### 提供本文

——

結果的に僕は、ロウニンアジを正面から見た姿、真横から見た姿、後ろ姿をすべて至近距離で撮影するという幸運に恵まれました。このときの動画はYouTubeに公開していますので、興味ある方はご覧下さい。

(→巨大なGTに遭遇

いま振り返っても、あのロウニンアジがなぜあそこまで僕に接近してきたのか不思議で仕方ありません。海面に何かよくわからないものが浮かんでいるのを見て、「もしかして食べられるものかな」と興味を持ったのでしょうか?

だとしたら、やはりちょっと怖いですね。

ちなみに、この動画をネットに公開した後、ある方から「もしヤスで突いたらどうなっていたでしょうか」と質問されました。

想像するに、これほど大きな標的なので、至近距離から狙えば間違いなく命中したと思いますが、僕の貧弱なヤスでは彼を仕留める(=絶命させる)ことはできず、傷を負わせただけで逃げられる結果になっていたと思います。

なので、仮にあのときヤスが手元にあったとしても、僕は突いていなかったでしょう。

そもそも彼を仕留めることに成功したとしても、僕と宿泊仲間だけでは到底あれほどの大物を食べきることはできません。つまり必要以上の無益な殺生になってしまうわけです。

ここで忘れてはいけないのは、魚突きというのは何だかんだ言っても結局は「生き物を殺す趣味」である、ということです。

だからせめて、功名心に駆られて必要以上の獲物を狙うことは控えよう、確実に仕留められて確実に食べきれるサイズの魚しか狙わないようにしよう、というのが僕の心がけているマイルールです。

「これだけ魚を殺しておいて、なに綺麗事をほざいてるんだ」と笑われるかもしれませんが、一応これが、血生臭い趣味に興じる者の良心だと思って下さい。

河口のご馳走

さて、今回の旅行で食材調達の舞台となったのは、岩礁帯だけではありません。ここからは、この島を流れる川の河口付近で仕留めた獲物を紹介します。


河口というのは海水と淡水が混じり合う汽水域であり、多くの魚が集まる場所です。僕もそのことを知っているので何度か食材調達に訪れました。

——

### 作業内容
A. 本文の「なので、仮にあのときヤスが手元にあったとしても、僕は突いていなかったでしょう。」から「心がけているマイルールです。」までを、一字一句変えずに書き写してください。
B. 本文によると、仮にヤスが手元にあったとしても、筆者がロウニンアジを突かなかったと考えるのはなぜですか。1〜3文で説明してください。
本文に書かれている内容だけを根拠にしてください。

——

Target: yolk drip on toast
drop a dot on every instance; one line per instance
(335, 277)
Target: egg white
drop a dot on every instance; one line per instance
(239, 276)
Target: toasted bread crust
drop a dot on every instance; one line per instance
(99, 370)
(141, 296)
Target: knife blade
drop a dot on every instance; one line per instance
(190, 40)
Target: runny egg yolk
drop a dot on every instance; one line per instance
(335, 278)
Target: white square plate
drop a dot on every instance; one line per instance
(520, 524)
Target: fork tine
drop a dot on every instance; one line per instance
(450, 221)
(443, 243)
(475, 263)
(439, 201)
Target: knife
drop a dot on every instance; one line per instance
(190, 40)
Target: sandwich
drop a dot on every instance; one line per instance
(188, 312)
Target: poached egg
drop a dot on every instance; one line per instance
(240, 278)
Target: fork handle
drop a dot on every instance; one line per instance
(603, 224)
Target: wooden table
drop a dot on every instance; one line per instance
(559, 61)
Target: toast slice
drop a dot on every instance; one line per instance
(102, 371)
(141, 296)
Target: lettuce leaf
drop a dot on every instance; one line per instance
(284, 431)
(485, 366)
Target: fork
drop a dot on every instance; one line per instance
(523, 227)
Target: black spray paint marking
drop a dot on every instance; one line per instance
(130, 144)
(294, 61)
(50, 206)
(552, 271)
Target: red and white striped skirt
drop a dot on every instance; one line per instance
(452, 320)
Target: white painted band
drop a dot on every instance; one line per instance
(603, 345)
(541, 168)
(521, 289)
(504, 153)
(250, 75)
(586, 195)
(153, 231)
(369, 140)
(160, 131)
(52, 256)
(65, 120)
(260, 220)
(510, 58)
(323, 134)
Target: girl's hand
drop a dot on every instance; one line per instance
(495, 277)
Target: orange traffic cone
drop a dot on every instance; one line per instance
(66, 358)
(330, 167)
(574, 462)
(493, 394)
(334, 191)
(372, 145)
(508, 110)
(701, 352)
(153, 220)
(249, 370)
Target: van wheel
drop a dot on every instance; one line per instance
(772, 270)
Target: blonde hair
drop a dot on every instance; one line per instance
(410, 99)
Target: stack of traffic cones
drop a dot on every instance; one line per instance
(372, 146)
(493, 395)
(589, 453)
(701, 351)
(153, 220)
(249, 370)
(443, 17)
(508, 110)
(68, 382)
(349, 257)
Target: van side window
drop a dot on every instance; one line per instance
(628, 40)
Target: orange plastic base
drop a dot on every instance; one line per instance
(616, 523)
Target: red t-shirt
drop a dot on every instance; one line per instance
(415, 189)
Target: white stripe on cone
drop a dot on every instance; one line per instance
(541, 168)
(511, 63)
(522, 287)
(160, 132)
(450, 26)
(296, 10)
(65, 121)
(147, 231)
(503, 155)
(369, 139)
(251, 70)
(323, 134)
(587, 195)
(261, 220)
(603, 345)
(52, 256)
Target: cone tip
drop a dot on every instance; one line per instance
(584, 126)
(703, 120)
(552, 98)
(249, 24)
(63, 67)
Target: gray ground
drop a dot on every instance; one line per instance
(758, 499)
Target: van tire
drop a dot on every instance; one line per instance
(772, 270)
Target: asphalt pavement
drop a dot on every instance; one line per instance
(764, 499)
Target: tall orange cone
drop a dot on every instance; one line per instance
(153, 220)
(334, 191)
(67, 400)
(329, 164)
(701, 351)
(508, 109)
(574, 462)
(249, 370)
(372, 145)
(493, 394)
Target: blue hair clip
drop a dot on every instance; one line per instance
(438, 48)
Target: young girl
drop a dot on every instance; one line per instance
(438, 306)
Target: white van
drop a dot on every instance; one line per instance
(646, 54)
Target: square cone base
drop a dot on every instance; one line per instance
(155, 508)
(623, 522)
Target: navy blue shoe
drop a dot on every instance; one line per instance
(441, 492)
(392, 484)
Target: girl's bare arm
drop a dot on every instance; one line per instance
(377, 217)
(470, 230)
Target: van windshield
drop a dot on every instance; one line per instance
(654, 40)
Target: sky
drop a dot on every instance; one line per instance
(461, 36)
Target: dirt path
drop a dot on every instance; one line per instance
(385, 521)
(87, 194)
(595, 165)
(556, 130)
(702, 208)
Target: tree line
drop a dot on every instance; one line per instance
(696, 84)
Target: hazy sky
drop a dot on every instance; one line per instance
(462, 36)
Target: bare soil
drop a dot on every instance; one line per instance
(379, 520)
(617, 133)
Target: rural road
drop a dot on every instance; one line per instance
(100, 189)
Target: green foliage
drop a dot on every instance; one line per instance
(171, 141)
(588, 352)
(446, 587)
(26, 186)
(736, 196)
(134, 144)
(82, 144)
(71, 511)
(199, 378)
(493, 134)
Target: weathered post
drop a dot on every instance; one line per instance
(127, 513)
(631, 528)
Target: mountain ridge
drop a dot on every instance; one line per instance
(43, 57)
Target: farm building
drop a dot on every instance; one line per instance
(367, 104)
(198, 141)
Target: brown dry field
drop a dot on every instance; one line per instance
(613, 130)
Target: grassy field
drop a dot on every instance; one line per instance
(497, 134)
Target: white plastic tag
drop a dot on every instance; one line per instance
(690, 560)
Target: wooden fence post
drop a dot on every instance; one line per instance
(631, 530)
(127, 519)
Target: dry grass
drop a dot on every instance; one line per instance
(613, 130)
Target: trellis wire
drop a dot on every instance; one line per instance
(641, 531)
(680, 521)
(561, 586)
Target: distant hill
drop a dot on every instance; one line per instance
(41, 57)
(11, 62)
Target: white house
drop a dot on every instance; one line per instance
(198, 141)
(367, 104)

——

### 回答一覧
A.
なので、仮にあのときヤスが手元にあったとしても、僕は突いていなかったでしょう。

そもそも彼を仕留めることに成功したとしても、僕と宿泊仲間だけでは到底あれほどの大物を食べきることはできません。つまり必要以上の無益な殺生になってしまうわけです。

ここで忘れてはいけないのは、魚突きというのは何だかんだ言っても結局は「生き物を殺す趣味」である、ということです。

だからせめて、功名心に駆られて必要以上の獲物を狙うことは控えよう、確実に仕留められて確実に食べきれるサイズの魚しか狙わないようにしよう、というのが僕の心がけているマイルールです。

B. 至近距離からなら間違いなく命中するものの、筆者の貧弱なヤスでは仕留めきれず、傷を負わせただけで逃げられると考えているからです。さらに、仮に仕留められたとしても、筆者と宿泊仲間だけではあれほどの大物を食べきれません。そのため、必要以上の無益な殺生になってしまうからです。